▶ EXTRACTED TEXT:
D&D (4E) - characters recover full hit points after an 8-hour rest. Period. In between, they have varying numbers of "healing surges" of 25% of total hit points which represent combat healing and can be added or subtracted through various types of magic, creature attacks, powers, and items. Now it is still possible to die in combat or from falling off of a cliff or other hazards of the adventuring life and a character will usually spend time moving around at less than full hit points but the one thing they will NOT do is spend weeks or months of campaign time sitting on the sidelines, and that greatly changes how a campaign runs. It removes a lot of the micro-managing of healing and downtime and cure light wounds spells and all the other trivial hassles of dealing with wounded characters and lets the game focus on getting things done.
I was weirded out by it at first - it was a little too abstract for me. Having used it for 20+ sessions of 4E now though, I have to admit I'm a convert. No more wasted camping days while the cleric goes "all heal" and fixes up the fighters. No more months off at high levels recuperating in the keep because the cleric got eaten in the last expedition. Even ignoring the healing surges thing a game like Basic D&D can benefit from the "Extended Rest" rule - all hit points return overnight if you get 8 hours of sleep. They were already pretty abstract even then - they're certainly not a measure of purely physical damage after about 1st or 2nd level - so why not carry that concept the rest of the way?
It's very liberating - there's still the threat of being blasted by a dragon or engulfed by Gray Ooze - the danger is still there - but the hassle factor is nearly non-existent. Games with "point" mechanics - Fate points, Force points, Hero points, etc. - probably don't need it as they usually have instant recovery mechanics already, but for games that do not - Shadowrun, older versions of D&D - they can really benefit from this if it's how you want your game to go.

▶ DATA SHOWN:
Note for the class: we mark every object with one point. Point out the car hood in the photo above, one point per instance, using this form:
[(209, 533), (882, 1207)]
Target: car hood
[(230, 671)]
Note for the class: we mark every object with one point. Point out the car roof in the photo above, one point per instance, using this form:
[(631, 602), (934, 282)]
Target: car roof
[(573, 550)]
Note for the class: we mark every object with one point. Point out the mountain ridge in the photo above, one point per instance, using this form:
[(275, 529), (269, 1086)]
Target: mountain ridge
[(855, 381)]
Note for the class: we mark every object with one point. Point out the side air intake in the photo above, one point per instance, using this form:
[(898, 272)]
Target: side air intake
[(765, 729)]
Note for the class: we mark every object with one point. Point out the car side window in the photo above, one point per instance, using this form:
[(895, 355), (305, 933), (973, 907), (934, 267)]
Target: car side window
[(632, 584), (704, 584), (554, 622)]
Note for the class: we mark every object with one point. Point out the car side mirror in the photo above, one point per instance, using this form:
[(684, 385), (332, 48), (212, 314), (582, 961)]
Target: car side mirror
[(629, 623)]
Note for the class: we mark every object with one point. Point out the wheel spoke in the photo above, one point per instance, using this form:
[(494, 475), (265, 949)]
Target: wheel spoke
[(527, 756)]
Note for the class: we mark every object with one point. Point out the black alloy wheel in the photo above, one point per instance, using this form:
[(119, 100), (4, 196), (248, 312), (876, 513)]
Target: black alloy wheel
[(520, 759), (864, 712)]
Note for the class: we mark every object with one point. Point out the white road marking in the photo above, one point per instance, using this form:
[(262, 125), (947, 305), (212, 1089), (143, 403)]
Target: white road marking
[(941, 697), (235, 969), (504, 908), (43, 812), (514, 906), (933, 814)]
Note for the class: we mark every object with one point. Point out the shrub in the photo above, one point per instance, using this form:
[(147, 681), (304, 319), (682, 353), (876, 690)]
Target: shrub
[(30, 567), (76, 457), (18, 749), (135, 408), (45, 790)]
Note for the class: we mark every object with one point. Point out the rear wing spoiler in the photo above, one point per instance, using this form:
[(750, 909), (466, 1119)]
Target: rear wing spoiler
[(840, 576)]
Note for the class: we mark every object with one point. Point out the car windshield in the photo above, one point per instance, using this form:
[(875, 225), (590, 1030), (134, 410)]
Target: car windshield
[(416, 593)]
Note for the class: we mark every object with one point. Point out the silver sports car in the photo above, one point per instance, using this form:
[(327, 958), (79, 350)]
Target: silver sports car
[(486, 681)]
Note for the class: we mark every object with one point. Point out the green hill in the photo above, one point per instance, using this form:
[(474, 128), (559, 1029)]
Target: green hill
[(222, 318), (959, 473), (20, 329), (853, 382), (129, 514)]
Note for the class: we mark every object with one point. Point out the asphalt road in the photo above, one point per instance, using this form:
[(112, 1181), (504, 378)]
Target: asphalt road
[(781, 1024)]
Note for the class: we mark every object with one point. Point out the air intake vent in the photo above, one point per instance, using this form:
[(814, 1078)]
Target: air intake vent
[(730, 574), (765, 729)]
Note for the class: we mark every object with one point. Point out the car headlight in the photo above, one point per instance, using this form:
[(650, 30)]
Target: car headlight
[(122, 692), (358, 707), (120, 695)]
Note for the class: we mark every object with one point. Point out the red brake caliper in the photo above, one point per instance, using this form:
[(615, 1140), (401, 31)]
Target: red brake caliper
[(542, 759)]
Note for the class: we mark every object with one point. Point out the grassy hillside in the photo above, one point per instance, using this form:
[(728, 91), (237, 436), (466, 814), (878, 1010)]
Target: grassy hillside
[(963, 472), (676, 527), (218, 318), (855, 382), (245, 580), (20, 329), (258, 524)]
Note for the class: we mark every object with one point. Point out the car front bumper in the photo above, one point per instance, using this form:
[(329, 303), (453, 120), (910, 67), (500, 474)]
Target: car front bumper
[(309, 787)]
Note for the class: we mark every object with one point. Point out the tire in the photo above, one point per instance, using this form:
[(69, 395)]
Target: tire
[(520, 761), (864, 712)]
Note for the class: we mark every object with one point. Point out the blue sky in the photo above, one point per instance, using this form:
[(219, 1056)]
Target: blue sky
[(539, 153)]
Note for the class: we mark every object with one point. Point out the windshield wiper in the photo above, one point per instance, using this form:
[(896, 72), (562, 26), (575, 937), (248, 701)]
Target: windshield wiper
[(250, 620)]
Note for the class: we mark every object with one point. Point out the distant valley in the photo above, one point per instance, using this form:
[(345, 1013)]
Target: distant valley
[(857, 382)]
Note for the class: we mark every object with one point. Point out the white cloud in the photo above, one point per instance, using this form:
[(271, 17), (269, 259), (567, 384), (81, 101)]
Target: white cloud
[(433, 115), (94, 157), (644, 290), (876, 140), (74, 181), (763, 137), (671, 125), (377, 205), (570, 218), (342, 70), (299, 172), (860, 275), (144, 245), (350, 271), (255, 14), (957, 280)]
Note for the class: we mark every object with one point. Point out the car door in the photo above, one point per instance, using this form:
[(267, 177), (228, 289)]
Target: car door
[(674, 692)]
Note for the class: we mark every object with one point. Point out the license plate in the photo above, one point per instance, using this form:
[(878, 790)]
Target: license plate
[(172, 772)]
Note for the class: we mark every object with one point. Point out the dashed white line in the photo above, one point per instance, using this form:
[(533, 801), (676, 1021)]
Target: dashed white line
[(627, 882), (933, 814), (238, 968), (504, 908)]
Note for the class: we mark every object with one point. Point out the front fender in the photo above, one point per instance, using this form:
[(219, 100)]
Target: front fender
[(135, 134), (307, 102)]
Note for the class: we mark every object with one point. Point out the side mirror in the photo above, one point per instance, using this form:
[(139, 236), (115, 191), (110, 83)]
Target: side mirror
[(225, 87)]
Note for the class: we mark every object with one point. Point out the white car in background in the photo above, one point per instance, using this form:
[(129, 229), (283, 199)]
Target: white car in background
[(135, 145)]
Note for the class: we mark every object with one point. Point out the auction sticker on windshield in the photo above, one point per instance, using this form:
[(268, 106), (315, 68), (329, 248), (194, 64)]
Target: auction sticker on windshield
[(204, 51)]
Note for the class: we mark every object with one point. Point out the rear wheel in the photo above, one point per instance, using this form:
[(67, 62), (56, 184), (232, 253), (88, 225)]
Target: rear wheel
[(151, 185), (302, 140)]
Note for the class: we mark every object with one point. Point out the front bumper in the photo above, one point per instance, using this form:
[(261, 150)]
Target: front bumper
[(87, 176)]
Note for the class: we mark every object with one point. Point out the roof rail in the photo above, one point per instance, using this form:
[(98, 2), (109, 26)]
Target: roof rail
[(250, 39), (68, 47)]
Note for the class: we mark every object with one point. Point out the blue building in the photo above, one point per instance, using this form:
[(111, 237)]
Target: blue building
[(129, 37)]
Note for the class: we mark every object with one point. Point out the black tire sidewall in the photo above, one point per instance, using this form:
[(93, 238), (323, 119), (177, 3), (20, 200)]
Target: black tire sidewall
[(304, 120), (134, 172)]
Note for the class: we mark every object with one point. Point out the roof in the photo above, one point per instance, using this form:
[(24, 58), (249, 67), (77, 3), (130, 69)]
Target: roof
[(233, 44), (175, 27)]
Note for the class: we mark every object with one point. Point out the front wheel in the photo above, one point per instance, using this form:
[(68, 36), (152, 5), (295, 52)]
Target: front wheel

▶ EXERCISE A:
Answer these questions from the text on D&D healing:
(i) What share of total hit points does one healing surge represent?
(ii) For how many sessions of 4E had the writer used the rule?
(iii) Which two games without point mechanics are named as able to benefit?
▶ EXERCISE B: Carry on the text on D&D healing from the point where it stops.
The data is drawn from a separate source unrelated to the text on D&D healing.

▶ EXERCISE RESULT A:
(i) 25% of total hit points.
(ii) 20+ sessions.
(iii) Shadowrun and older versions of D&D.

▶ EXERCISE RESULT B:
Which brings me to my other point - a lot of this depends on whether you want a more realistic game or a more cinematic game. Realistically, it takes time to fix a damaged human body. Cinematically, it doesn't. As I've gotten older I've gotten a lot less interested in realism in my games. Runequest's self-impaling combat mechanics just annoy me now. Twilight 2000's long healing times are certainly realistic but they also make the game less fun when all you can do is limp around at half speed and try not to get shot. I have gone way over to the side of "- the Movie" as in whatever game I'm running it's "That Game - The Movie" where everything is bigger and badder and we don't have time to play through multiple random encounters for every hex of movement on the big scale map nor do we have time to spend a month healing up because watching other people play while you do nothing isn't fun - it's a waste of very limited game time. If you die in combat, hey, that's the breaks - roll up another character. But if the penalty for serious injury is actually worse than that, then there's a problem - a fixable problem in my opinion.
I realize not everyone agrees with my preference for the cinematic approach and that's OK - I'd probably still play in your game if I had the time and the opportunity. This is just my take on one particular area of RPG's and it works for me now. 20 years ago I felt differently and I expect in 20 years I may feel differently as well. For now though, it's what I like.